*Requirement:*
Present every one of the records below as a Markdown table with the columns Row and Line. Number each non-blank line in order under Row and put that line itself under Line, skipping blank lines.

........

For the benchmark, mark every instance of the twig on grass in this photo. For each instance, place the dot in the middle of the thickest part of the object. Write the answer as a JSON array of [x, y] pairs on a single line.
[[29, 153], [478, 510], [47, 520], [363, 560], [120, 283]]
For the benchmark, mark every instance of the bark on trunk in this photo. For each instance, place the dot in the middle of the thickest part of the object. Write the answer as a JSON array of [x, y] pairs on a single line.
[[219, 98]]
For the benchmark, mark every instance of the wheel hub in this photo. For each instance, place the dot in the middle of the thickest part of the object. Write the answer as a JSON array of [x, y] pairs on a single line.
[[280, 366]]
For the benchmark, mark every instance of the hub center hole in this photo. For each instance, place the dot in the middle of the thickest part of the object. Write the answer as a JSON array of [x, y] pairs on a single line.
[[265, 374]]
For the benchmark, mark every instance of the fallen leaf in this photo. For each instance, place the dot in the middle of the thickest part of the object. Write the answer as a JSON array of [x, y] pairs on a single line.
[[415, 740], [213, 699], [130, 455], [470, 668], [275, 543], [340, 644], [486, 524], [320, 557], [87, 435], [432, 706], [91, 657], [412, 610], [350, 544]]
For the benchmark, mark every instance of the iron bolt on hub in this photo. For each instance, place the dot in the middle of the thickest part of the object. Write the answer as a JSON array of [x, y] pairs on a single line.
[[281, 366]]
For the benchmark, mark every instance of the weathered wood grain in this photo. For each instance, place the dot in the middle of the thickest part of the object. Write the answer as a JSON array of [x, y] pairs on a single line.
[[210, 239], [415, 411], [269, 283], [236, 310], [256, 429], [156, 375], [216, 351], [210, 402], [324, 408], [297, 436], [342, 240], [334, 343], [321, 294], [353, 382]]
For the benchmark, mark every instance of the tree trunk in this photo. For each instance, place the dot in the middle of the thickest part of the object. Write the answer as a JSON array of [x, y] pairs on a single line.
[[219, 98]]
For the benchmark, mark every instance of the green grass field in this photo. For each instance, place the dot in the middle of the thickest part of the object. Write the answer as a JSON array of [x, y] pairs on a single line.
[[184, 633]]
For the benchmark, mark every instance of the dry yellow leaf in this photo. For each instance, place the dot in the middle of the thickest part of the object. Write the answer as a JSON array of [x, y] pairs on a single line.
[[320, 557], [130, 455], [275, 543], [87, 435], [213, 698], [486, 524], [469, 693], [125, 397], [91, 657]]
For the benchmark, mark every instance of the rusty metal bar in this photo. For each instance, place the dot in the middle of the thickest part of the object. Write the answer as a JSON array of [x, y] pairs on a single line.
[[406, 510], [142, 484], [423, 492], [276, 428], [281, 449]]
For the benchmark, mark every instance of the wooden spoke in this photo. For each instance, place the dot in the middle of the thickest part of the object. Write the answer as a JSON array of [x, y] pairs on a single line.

........

*The output:*
| Row | Line |
|---|---|
| 1 | For the benchmark, mark every instance of the twig on grass in this photo. For each instance, place the dot in the middle of the thickest part of the object. Write the answer as a JSON array of [x, y] pairs on a single line. |
| 2 | [[29, 153], [478, 510], [47, 520], [363, 560], [120, 283]] |
| 3 | For the benchmark, mark every instance of the bark on trunk in this photo. For each instance, place the dot in the middle of the thickest part of the object. Write the answer as a JSON array of [x, y] pairs on a single line. |
| 4 | [[219, 98]] |
| 5 | For the benchmark, mark every instance of the wheel hub in this photo. For each instance, place the dot in the middle of the thickest part of the object. Write the answer as a JSON array of [x, y] pairs on a single line. |
| 6 | [[280, 366]] |
| 7 | For the benchmark, mark every instance of the hub center hole in this photo. For each instance, place the dot in the middle of the thickest part of the object. Write the answer as a JSON array of [x, y] pairs on a single line. |
| 8 | [[265, 374]] |
| 9 | For the benchmark, mark every instance of the fallen leaf in this photo. For each instance, place the dot in the middle of the thickest part of the object. Write the answer as a JSON array of [x, y] pairs on a single line. |
| 10 | [[415, 740], [213, 699], [130, 455], [470, 668], [275, 543], [340, 644], [486, 524], [320, 557], [87, 435], [432, 706], [91, 657], [412, 610], [350, 544]] |
| 11 | For the benchmark, mark every instance of the iron bolt on hub in this photo. For each instance, place the dot in the middle of the thickest part of the object. Write the answer as a JSON array of [x, y] pairs on a single line. |
| 12 | [[281, 366]] |
| 13 | For the benchmark, mark every instance of the weathered wood grain in this photo. For each instance, place the dot in the middle of the thickest part of the object. Write the answer as a JSON array of [x, y] pairs on a single line. |
| 14 | [[210, 239], [415, 411], [269, 283], [236, 310], [256, 429], [156, 375], [216, 351], [210, 402], [324, 408], [297, 436], [342, 240], [334, 343], [321, 294], [353, 382]] |
| 15 | For the benchmark, mark every instance of the tree trunk in this photo. For each instance, place the dot in the middle of the thickest part of the object. Write the answer as a JSON array of [x, y] pairs on a single line. |
| 16 | [[219, 98]] |
| 17 | For the benchmark, mark every instance of the green grass field in this photo. For each instance, place the dot in the middle of the thickest part of the object. Write the answer as a JSON array of [x, y] pairs on a single line. |
| 18 | [[184, 633]] |
| 19 | For the benchmark, mark every instance of the dry yellow leaf in this photo. For each instance, place the dot in the middle of the thickest part of the object. Write the answer as a JSON array of [x, y] pairs on a single line. |
| 20 | [[320, 557], [130, 455], [275, 543], [87, 435], [213, 698], [486, 524], [469, 693], [125, 397], [91, 657]] |
| 21 | For the benchmark, mark every instance of the rusty metal bar in this photo. For each instance, place the dot in the middle of the thickest part of the object. Write the answer as a JSON array of [x, y] pairs on a single line. |
| 22 | [[406, 510], [142, 484], [423, 492], [276, 428], [281, 449]] |
| 23 | For the benchmark, mark every instance of the wooden spoke in this photo. For each instance, place the dot in the middle of the thickest part of the object. Write the answer as a JSON array of [x, y] pairs on a single line. |